## [Work to complete]
A) In the letter to the girls at the writer's old high school, what colors are the school's hallways?
B) In the letter to the girls at the writer's old high school, why does the writer say boys should be upset? Answer in one to three sentences.
C) Continue the letter to the girls at the writer's old high school from the point where it stops.
Start of Text
To the Girls at My Old High School
I am so incredibly sorry. Someone is on your side on the outside.
My heart hurts at the fact I cannot do anything for you but offer you emotional support and the occasional study tip from behind my keyboard. While I am gone and free of the blue and tan hallways and the horrid third floor bathroom, I am still a graduate who spent four years in the same place you are now.
No one tells you that when you go to art school, subjectivity becomes the ruling power in your daily life. Subjectivity can be a wonderful, flexible thing but when it caters to the safety of those doing emotional and physical harm to the student body. Mental health is placed to the side in order to maintain those hard-to-attain status because, as a teacher told a young acting class, “women are always dispensable.”
Subjectively, that is shit for everyone not favored by the prevailing notion that the golden goose is a boy. It makes me physically ill to think about how abusers and rapists are free to walk the halls with little more than a tap on the knuckles being their reprimand. It is seen as respectable for a substitute teacher to deny the existence of cancer or to make a joke about trans people. The culture of our school and many others is not conducive to the safety of anyone who is not a boy with rules catering to their perceived incapability of handling themselves. Boys are treated like impulsive toddlers who do not understand the concept of “no” and girls are punished for their perceived indiscretions.
Should boys be upset with the fact that they are constantly infantilized and treated as if they have no free will? Yes.
Should that mean they are to be protected further by how the rules of the school are enforced? No.
End of Text
Start of Given information
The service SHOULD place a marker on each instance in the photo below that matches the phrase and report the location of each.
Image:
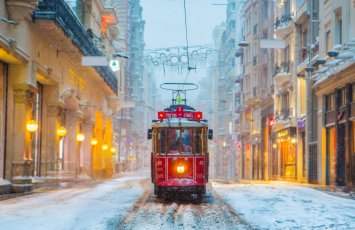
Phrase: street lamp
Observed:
End of Given information
## [Answers to the tasks]
A) Blue and tan.

B) The writer says boys should be upset because they are constantly infantilized and treated as if they have no free will. The school treats them like impulsive toddlers who do not understand the concept of "no."

C)
I have seen these things first hand as girls have gone to administration with legitimate reports of abuse on school grounds to be dismissed as “attention seekers” while everyone else in the building knows how he degraded and hurt her. A young student went to her most trusted teacher to talk about her assault to have the teacher chastise her for being at a party and tell her to not “drag his name through the mud” by telling the class what he did. Why would an adult count the days an underage girl decided not to wear a bra to school?
I am so glad to tell you that this is not what it is like in college where there is Title IX, support groups, and protective measures. It still happens, yes, but when it becomes public, administration is forced to address it instead of sweep it out the door with promises of a one-on-one meeting to never be followed up. Making noise outside of the linoleum halls will find ground, I promise you. Ask around because I guarantee you are not alone nor is this the only school where this happens. Support is crucial in these formative years and I hope that this may make some changes at your school or for you.
His actions should not be your punishment.